======== Data to use
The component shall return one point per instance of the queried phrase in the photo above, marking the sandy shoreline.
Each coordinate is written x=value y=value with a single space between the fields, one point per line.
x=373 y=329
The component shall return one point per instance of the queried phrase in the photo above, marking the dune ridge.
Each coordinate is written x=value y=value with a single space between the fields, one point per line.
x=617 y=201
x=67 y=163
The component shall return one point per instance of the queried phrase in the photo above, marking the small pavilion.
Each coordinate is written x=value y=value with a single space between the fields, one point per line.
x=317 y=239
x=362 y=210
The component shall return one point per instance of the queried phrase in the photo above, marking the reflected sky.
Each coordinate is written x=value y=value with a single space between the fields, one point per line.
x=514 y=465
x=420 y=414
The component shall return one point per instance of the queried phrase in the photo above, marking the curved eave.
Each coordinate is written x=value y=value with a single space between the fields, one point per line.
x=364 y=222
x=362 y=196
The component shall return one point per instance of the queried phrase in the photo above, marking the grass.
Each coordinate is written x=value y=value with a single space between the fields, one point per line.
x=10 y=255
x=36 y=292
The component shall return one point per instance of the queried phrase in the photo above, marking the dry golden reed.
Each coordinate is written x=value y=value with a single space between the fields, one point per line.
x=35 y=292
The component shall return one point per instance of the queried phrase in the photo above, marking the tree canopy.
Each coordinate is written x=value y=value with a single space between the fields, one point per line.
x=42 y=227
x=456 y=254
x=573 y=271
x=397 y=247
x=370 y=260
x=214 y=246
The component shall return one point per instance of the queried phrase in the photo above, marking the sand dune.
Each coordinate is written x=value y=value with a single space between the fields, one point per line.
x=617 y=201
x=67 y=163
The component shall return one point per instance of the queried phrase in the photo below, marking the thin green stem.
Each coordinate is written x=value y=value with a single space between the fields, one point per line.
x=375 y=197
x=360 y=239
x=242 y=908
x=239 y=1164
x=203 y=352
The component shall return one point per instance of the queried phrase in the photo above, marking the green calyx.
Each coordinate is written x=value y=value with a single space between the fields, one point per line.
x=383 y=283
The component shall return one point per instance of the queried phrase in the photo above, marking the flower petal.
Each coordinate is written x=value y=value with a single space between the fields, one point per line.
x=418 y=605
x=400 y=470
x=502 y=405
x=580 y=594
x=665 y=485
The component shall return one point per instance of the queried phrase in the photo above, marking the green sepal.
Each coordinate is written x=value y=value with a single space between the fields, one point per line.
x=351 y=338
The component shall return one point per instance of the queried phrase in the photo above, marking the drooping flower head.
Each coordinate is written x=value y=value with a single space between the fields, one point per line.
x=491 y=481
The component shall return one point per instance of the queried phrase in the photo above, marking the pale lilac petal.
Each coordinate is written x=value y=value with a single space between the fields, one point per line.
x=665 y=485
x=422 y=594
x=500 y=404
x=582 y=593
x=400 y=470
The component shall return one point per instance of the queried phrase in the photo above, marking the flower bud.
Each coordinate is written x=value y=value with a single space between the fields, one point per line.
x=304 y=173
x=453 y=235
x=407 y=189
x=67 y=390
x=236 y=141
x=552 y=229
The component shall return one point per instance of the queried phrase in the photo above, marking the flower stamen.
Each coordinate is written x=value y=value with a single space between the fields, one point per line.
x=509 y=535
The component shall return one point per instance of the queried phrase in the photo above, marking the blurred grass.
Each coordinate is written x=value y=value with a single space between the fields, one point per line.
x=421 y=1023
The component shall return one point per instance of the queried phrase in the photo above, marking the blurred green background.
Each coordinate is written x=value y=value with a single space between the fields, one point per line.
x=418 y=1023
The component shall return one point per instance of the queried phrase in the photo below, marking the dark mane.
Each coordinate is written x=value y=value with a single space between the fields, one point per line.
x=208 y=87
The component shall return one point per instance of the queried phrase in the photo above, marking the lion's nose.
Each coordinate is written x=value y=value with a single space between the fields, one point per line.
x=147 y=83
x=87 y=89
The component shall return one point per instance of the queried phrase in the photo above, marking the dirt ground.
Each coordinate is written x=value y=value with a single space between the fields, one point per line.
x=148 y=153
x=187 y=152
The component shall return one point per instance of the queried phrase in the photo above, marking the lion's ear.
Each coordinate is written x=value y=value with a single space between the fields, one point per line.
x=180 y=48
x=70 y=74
================
* What is required: Please rewrite the data above, switching "single space" to "single tab" wherever it occurs and leaving every other part unchanged.

* Result of the exercise:
The component shall return one point per instance of the queried phrase in the photo above, marking the sandy shoreline.
Each coordinate is written x=value y=value with a single tab between the fields, one point per line.
x=373 y=329
The component shall return one point per instance of the queried phrase in the photo above, marking the dune ridge.
Each coordinate is written x=value y=value with a single tab between the fields, one point per line.
x=617 y=201
x=67 y=163
The component shall return one point per instance of the queried phrase in the photo above, marking the small pavilion.
Each coordinate is written x=value y=value with a single tab between the fields, one point per line.
x=317 y=239
x=362 y=210
The component shall return one point per instance of the queried phrase in the photo above, marking the reflected sky.
Each coordinate is written x=value y=value with a single tab between the fields, one point per line.
x=514 y=465
x=420 y=414
The component shall return one point per instance of the queried phrase in the photo above, marking the curved eave.
Each coordinate is written x=value y=value with a single tab between the fields, one point per line.
x=364 y=222
x=362 y=196
The component shall return one point per instance of the queried phrase in the photo above, marking the grass.
Each coordinate is written x=value y=value with a single tab between the fields, one point per line.
x=10 y=255
x=36 y=292
The component shall return one point per instance of the queried phrase in the photo above, marking the dry golden reed.
Each coordinate is written x=value y=value with a single tab between the fields, one point per line.
x=35 y=292
The component shall return one point per instance of the queried phrase in the photo above, marking the tree canopy.
Each coordinate is written x=value y=value with a single tab between the fields, one point per line.
x=42 y=227
x=456 y=254
x=573 y=271
x=397 y=247
x=370 y=260
x=214 y=246
The component shall return one point per instance of the queried phrase in the photo above, marking the sand dune.
Each coordinate is written x=value y=value with a single tab between the fields, one point per line.
x=617 y=201
x=67 y=163
The component shall return one point per instance of the queried phrase in the photo below, marking the thin green stem.
Each coordinate is written x=value y=value with a single tab between the fields, one point per line.
x=375 y=197
x=360 y=239
x=242 y=908
x=239 y=1164
x=203 y=352
The component shall return one point per instance of the queried phrase in the photo above, marking the green calyx.
Each coordinate is written x=value y=value with a single tab between the fields, one point per line.
x=383 y=283
The component shall return one point per instance of the queried phrase in the photo above, marking the flower petal.
Each coordinate is written x=value y=value with a single tab between the fields, one point per line.
x=418 y=605
x=400 y=470
x=502 y=405
x=580 y=594
x=665 y=485
The component shall return one point per instance of the queried phrase in the photo above, marking the green sepal.
Each coordinate is written x=value y=value with a single tab between the fields, one point per line.
x=351 y=338
The component shall return one point per instance of the queried phrase in the photo above, marking the drooping flower head.
Each coordinate is written x=value y=value with a single tab between the fields, one point per line.
x=491 y=481
The component shall return one point per instance of the queried phrase in the photo above, marking the pale lilac petal.
Each coordinate is written x=value y=value with a single tab between the fields, one point per line.
x=665 y=485
x=422 y=594
x=500 y=404
x=582 y=593
x=400 y=470
The component shall return one point per instance of the queried phrase in the photo above, marking the flower bud.
Each coordinate is written x=value y=value with a single tab between the fields, one point per line.
x=304 y=173
x=453 y=235
x=407 y=189
x=67 y=390
x=236 y=141
x=552 y=229
The component shall return one point per instance of the queried phrase in the photo above, marking the flower stamen.
Each coordinate is written x=value y=value with a single tab between the fields, one point per line.
x=509 y=535
The component shall return one point per instance of the queried phrase in the photo above, marking the blurred grass.
Each coordinate is written x=value y=value with a single tab between the fields, one point per line.
x=421 y=1023
The component shall return one point per instance of the queried phrase in the photo above, marking the blurred green background.
Each coordinate is written x=value y=value with a single tab between the fields, one point per line.
x=418 y=1023
The component shall return one point per instance of the queried phrase in the photo below, marking the dark mane.
Each coordinate is written x=value y=value with a single tab between the fields, one point per line.
x=208 y=87
The component shall return one point per instance of the queried phrase in the photo above, marking the lion's nose.
Each coordinate is written x=value y=value with a single tab between the fields, one point per line.
x=147 y=83
x=87 y=89
The component shall return one point per instance of the queried phrase in the photo above, marking the dirt ground.
Each coordinate is written x=value y=value with a single tab between the fields, one point per line.
x=148 y=153
x=187 y=152
The component shall return one point per instance of the queried phrase in the photo above, marking the lion's ear.
Each coordinate is written x=value y=value with a single tab between the fields, one point per line.
x=180 y=48
x=70 y=74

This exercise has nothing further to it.